▶ **Records for this exercise**
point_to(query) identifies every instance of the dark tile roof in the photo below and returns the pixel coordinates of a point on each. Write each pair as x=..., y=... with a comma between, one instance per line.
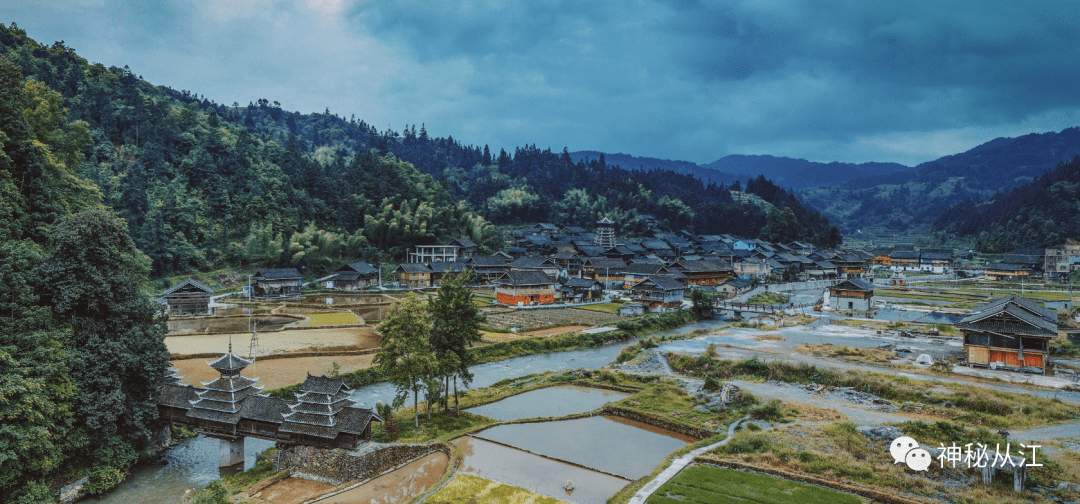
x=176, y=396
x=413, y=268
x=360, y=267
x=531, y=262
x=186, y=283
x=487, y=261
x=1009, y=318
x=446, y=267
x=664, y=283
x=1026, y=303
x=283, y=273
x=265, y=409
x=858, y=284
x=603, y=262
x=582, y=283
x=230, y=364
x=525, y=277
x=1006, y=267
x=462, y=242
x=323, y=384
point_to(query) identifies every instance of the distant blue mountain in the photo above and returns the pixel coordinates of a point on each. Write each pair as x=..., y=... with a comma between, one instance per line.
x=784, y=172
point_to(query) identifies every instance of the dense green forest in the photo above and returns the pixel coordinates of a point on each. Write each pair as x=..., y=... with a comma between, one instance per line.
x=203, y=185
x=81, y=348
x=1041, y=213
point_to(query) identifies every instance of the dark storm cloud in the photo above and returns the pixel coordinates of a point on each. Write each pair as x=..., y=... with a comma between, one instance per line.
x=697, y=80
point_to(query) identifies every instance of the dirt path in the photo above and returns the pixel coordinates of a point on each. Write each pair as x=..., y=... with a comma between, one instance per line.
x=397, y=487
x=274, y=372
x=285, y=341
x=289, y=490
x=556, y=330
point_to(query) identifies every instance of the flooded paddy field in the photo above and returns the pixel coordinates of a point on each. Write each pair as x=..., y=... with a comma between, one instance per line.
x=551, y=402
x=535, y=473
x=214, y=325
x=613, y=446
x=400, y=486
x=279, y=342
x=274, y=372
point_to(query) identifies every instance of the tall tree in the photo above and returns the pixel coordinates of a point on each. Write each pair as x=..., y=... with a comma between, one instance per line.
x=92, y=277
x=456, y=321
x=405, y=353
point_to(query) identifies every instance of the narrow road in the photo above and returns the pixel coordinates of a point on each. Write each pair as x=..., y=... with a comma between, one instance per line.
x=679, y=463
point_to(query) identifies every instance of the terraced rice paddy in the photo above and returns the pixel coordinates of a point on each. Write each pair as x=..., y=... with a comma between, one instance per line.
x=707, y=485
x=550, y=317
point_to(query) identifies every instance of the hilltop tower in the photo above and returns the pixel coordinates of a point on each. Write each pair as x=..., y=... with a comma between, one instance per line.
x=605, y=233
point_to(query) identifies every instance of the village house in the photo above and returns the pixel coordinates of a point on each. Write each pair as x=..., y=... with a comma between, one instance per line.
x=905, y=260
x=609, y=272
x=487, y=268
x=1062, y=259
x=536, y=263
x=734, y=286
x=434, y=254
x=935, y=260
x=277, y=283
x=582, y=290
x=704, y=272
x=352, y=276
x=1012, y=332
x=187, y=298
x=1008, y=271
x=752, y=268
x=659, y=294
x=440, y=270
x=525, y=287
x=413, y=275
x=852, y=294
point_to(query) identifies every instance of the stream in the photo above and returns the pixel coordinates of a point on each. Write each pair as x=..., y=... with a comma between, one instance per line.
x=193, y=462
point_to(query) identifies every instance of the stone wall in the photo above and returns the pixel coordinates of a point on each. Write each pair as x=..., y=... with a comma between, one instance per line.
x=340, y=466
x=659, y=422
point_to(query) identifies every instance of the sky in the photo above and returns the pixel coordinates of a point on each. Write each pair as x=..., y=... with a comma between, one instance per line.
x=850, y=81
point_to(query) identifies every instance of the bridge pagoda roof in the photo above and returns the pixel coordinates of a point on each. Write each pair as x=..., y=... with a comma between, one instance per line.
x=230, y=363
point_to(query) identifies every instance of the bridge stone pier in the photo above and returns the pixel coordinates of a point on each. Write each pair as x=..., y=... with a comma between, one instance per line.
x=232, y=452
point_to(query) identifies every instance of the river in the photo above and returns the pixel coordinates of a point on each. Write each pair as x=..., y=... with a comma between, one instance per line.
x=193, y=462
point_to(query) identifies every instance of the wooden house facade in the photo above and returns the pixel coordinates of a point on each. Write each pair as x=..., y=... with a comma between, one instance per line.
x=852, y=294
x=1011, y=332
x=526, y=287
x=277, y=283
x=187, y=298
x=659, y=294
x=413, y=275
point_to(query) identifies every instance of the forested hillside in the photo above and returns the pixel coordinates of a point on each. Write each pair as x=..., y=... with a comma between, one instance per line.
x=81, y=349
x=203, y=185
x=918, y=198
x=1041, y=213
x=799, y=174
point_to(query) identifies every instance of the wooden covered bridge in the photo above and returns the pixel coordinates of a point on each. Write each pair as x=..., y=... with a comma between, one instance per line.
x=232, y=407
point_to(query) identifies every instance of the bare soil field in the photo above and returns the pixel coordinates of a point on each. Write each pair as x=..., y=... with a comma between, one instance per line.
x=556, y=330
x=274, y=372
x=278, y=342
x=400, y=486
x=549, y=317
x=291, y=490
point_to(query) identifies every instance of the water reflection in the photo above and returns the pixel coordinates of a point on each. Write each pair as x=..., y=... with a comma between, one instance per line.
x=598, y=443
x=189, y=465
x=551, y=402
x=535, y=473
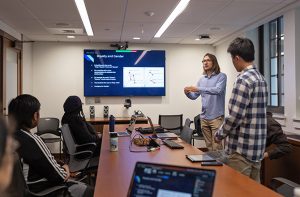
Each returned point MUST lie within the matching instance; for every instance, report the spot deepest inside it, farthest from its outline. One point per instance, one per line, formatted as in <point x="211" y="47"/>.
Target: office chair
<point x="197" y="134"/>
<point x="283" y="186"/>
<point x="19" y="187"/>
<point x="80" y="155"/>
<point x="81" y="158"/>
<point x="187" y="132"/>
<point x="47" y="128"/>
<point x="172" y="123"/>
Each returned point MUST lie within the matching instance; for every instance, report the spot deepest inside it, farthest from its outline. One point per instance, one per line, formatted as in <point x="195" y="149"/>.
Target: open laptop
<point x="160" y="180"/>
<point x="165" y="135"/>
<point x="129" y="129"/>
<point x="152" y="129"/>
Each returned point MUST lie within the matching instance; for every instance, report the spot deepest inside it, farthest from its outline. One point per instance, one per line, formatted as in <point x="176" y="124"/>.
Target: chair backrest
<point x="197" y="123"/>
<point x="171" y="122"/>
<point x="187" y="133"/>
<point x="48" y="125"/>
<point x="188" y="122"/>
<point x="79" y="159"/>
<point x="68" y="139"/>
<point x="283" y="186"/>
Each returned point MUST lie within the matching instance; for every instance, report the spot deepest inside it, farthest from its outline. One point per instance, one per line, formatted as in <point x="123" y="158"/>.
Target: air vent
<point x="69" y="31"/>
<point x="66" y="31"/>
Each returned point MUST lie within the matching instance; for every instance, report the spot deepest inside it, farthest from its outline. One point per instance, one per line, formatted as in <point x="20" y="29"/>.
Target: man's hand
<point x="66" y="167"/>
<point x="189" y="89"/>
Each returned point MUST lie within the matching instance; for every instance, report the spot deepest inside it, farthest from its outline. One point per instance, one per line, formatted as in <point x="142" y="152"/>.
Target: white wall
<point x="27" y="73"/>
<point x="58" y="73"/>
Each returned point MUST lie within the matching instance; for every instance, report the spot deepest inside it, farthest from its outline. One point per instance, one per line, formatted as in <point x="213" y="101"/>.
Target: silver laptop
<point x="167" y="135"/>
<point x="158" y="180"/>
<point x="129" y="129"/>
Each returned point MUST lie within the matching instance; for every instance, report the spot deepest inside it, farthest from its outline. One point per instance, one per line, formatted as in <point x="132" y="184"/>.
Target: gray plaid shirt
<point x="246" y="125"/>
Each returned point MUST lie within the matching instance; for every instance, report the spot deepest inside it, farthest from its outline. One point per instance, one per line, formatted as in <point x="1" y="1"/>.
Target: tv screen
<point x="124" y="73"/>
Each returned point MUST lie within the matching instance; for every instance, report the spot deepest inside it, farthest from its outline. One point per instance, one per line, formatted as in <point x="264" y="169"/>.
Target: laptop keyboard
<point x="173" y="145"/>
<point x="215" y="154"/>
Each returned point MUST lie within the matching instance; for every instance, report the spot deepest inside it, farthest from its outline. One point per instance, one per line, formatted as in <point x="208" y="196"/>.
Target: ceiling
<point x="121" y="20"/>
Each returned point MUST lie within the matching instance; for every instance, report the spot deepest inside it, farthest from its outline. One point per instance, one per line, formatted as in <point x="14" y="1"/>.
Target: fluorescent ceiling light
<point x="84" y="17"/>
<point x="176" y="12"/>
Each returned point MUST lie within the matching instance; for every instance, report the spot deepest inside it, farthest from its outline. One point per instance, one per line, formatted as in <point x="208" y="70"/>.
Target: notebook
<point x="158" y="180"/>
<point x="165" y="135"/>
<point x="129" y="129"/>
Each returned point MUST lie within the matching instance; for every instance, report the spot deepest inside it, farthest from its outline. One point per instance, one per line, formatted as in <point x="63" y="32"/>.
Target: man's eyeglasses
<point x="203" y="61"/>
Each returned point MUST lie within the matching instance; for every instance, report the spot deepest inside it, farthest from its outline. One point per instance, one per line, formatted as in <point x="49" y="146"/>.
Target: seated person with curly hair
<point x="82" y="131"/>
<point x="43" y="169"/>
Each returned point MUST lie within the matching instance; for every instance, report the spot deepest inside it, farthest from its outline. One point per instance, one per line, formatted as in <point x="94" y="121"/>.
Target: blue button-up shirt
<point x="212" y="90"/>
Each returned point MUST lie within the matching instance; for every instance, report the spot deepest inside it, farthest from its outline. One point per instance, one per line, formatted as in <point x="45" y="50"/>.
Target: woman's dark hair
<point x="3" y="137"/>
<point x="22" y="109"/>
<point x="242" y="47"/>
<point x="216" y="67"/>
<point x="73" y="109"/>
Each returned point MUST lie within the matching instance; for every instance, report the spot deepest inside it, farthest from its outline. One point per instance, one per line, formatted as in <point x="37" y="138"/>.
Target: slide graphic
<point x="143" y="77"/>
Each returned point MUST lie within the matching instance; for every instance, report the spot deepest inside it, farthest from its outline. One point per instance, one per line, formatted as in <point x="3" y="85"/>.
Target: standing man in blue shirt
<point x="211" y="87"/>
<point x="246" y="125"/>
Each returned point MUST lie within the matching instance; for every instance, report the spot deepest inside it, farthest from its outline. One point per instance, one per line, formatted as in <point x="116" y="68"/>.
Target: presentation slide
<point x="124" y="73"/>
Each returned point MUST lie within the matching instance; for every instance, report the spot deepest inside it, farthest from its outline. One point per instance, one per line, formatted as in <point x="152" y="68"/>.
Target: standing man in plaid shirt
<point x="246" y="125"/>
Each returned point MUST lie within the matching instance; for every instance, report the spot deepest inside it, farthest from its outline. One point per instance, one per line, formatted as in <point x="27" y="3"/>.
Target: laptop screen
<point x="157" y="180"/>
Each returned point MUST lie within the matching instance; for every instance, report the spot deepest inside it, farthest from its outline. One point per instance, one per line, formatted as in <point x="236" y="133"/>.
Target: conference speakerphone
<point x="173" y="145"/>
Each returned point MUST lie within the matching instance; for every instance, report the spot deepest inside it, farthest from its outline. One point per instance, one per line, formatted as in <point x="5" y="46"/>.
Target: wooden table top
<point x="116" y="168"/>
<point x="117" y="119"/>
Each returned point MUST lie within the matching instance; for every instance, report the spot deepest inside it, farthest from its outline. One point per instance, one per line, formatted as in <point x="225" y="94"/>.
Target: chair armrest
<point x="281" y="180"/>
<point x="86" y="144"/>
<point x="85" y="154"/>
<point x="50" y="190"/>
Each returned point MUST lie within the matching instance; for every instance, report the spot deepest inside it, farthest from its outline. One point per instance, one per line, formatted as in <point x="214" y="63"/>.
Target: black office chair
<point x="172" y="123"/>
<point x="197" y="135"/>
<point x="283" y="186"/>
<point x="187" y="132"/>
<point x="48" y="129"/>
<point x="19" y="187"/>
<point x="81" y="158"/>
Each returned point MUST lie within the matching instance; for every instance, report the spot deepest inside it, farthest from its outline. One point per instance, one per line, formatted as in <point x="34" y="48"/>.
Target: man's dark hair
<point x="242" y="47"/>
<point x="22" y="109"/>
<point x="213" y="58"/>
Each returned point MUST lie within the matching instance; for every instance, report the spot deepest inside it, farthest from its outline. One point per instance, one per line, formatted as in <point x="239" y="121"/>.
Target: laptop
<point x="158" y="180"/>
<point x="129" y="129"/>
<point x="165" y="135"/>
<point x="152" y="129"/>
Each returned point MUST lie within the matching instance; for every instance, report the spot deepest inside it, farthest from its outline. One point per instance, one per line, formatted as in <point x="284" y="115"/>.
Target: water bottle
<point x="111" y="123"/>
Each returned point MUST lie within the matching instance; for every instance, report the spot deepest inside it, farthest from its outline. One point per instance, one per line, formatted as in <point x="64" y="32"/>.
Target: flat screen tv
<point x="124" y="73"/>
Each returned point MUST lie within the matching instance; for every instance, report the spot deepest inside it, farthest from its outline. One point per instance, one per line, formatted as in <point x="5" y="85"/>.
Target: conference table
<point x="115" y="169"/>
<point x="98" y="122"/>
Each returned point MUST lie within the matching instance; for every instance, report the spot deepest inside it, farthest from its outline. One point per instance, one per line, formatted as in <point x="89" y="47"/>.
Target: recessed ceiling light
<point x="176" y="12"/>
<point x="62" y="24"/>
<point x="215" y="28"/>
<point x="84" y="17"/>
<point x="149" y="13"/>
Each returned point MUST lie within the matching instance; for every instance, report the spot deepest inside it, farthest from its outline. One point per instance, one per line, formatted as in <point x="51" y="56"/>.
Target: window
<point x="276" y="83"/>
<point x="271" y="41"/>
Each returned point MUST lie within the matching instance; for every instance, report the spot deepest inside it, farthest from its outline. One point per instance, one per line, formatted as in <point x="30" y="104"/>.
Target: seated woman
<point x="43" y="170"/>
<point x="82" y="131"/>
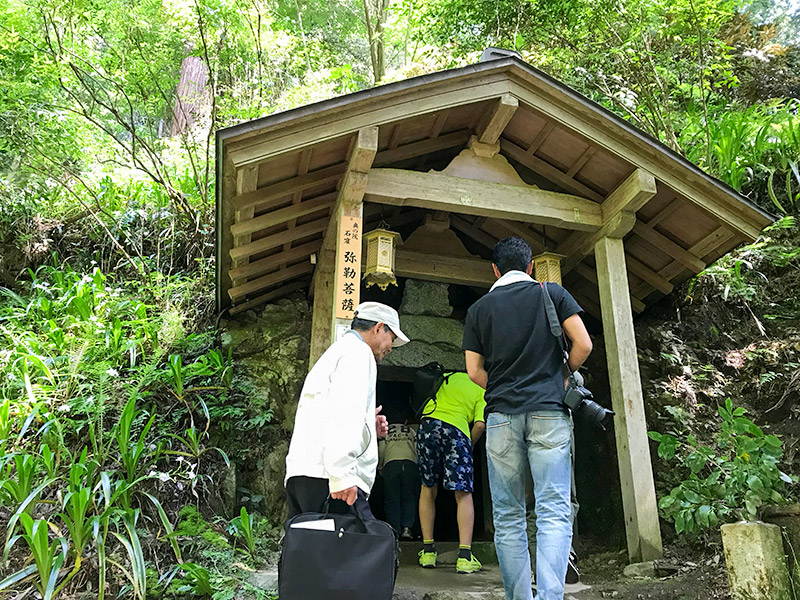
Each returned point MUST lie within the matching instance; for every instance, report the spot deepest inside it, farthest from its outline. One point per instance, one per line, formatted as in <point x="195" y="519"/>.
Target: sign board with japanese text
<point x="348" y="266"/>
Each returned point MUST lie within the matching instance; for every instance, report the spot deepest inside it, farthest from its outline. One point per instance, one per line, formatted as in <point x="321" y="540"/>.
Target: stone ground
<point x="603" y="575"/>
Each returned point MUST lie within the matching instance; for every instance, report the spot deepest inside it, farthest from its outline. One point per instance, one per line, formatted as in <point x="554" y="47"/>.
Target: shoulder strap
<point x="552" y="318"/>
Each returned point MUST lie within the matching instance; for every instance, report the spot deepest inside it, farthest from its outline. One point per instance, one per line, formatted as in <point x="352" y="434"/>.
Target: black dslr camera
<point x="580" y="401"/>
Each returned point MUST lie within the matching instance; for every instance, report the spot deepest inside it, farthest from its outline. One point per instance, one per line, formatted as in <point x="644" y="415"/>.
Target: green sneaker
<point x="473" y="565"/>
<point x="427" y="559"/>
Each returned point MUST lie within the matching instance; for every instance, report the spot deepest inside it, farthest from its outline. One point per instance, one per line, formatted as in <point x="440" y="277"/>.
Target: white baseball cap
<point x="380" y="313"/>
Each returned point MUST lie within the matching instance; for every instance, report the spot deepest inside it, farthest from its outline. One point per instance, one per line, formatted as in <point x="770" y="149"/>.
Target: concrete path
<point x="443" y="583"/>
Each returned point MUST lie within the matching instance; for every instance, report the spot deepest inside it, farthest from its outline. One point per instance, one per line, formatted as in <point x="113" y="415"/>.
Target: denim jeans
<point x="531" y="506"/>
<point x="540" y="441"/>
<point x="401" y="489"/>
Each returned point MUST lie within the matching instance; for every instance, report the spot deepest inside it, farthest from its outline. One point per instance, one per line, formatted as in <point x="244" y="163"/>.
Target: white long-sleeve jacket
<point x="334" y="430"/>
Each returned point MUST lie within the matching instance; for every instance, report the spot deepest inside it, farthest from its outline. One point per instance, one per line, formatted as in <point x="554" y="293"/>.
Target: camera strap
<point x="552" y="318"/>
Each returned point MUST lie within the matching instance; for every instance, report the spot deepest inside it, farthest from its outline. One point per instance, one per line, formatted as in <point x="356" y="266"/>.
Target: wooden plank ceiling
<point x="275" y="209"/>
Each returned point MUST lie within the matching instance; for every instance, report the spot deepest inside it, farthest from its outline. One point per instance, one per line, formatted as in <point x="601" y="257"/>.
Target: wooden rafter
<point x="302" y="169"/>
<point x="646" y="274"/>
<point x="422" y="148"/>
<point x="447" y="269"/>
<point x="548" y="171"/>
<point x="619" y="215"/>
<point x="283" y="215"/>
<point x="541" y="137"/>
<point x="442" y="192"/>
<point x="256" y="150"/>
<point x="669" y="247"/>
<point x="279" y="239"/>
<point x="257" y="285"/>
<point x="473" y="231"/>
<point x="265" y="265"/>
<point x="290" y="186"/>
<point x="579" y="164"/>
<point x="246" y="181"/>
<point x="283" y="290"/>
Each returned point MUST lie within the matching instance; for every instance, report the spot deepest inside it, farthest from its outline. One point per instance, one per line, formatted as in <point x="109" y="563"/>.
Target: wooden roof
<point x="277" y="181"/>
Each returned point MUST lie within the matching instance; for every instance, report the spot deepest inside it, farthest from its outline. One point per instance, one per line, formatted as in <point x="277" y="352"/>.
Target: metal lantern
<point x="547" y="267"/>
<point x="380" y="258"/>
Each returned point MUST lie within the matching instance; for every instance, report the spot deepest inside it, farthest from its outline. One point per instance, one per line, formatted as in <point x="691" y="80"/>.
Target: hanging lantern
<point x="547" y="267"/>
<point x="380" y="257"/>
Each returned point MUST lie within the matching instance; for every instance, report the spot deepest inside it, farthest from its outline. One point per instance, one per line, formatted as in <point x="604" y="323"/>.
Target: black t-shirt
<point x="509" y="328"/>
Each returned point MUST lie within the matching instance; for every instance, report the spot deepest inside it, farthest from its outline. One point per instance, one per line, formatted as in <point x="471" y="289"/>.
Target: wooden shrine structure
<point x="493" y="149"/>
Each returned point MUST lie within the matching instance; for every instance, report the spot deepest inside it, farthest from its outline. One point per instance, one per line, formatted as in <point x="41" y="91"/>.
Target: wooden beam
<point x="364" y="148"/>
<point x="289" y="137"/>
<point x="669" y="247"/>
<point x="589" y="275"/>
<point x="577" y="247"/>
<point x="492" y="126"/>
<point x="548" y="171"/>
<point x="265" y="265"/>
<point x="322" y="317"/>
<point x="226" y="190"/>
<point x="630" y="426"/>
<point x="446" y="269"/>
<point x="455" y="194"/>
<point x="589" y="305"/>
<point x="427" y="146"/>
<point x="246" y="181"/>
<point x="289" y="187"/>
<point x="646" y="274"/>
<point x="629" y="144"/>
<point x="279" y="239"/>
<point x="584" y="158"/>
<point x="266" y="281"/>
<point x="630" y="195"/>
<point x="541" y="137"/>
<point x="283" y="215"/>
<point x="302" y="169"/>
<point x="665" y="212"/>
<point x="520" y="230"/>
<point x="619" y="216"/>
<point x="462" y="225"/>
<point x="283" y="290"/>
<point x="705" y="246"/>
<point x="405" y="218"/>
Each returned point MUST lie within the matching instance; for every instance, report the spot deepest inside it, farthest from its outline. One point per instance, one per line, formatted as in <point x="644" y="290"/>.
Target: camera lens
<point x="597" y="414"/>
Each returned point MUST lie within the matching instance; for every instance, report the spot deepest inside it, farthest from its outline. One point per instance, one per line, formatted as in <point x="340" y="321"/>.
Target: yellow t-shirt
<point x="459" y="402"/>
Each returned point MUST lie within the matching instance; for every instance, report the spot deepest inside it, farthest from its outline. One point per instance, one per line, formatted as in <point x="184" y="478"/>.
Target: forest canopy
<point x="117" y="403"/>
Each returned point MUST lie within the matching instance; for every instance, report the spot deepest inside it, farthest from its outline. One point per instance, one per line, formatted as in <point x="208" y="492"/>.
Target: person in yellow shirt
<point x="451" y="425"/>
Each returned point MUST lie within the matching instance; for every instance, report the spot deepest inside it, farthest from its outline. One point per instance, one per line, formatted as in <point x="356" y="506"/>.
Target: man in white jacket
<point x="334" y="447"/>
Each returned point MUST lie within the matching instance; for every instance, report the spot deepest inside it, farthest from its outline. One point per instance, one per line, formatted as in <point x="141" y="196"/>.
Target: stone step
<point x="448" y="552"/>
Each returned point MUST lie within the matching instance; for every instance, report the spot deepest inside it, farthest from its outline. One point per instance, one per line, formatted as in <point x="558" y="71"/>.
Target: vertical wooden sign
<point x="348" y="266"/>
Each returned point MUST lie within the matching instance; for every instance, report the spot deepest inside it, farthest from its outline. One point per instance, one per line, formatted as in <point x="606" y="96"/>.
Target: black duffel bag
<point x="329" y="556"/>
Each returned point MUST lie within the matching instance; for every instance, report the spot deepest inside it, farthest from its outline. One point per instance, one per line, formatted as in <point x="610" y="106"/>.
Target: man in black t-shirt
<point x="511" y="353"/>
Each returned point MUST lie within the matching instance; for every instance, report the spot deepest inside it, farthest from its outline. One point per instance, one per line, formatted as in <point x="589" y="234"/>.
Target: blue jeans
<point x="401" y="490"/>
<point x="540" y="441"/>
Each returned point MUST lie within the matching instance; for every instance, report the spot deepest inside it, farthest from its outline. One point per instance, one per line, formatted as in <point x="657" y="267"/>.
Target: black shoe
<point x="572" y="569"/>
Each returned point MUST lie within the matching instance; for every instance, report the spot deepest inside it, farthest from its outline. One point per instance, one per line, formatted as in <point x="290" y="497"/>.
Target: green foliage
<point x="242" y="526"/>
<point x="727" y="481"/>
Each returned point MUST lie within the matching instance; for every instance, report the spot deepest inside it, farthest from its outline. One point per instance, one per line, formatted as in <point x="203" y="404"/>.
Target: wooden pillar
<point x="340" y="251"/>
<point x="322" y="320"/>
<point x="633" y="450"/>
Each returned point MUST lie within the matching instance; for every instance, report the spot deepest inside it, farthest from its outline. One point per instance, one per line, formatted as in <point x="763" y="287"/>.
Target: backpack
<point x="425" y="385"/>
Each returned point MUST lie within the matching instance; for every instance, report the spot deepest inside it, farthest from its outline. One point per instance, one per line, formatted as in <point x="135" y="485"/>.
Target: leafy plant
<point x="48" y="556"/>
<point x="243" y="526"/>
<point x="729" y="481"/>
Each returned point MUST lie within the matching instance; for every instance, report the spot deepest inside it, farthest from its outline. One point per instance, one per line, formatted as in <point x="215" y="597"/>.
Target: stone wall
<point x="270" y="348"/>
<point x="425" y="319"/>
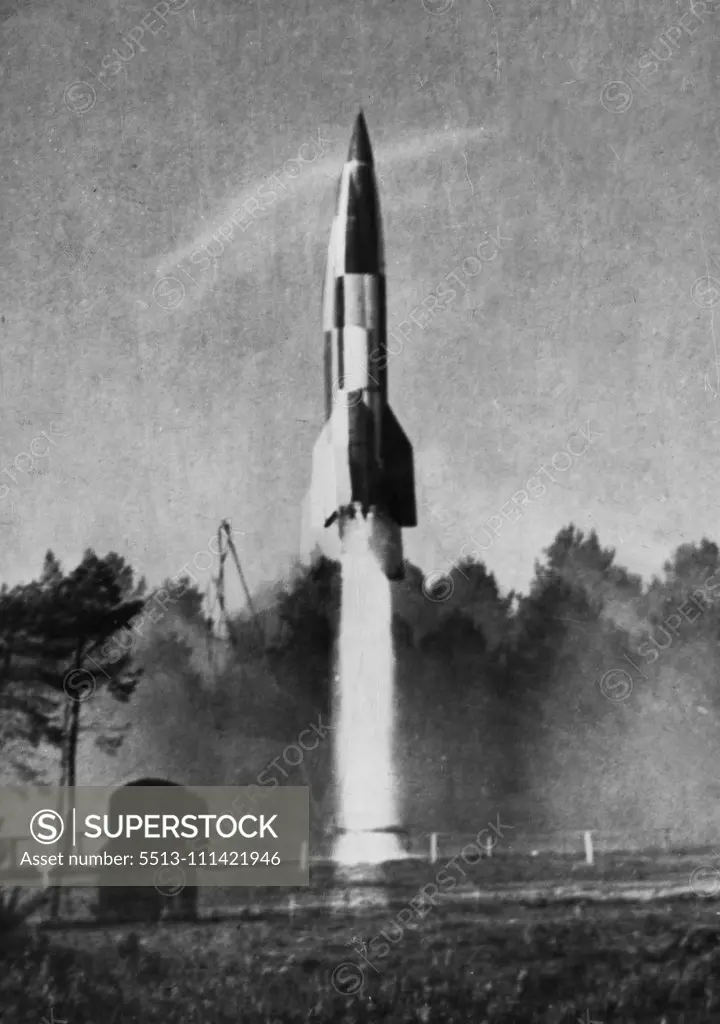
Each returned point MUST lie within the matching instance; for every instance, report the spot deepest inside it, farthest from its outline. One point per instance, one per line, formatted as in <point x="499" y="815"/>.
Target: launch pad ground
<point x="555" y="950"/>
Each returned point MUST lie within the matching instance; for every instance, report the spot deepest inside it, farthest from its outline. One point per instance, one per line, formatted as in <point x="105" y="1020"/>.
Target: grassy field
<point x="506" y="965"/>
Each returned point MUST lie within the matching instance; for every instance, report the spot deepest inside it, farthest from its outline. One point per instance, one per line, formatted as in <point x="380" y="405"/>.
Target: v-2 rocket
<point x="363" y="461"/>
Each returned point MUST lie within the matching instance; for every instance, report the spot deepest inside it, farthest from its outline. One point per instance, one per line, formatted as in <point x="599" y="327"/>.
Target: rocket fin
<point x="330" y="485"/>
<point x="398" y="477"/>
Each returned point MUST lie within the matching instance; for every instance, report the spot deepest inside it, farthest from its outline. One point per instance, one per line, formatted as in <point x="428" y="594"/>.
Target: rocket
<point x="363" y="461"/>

▶ **Exercise brief**
Quote exactly and only the lines from the one holding "Target: grassy field" through the end of the data.

▶ **Answer for this exercise**
Target: grassy field
<point x="506" y="965"/>
Each returned point MUST lie within the matching instance; for every instance, report the spot deepest inside it, farthest from its outline. One point per instance, one per line, formatted as in <point x="380" y="405"/>.
Target: v-2 rocket
<point x="363" y="461"/>
Each returned point MUST lie within the matching instance; for every instance, report the spot deepest inside it, farthest from its outline. One point per instance, one per line, formatted as in <point x="599" y="327"/>.
Target: rocket fin
<point x="330" y="485"/>
<point x="398" y="477"/>
Each returned point MUST lie within the matching instance; for every instance, report the spot deepest inside it, farthest from its outline. One point per instance, one per line, formatted as in <point x="428" y="594"/>.
Target: rocket
<point x="363" y="461"/>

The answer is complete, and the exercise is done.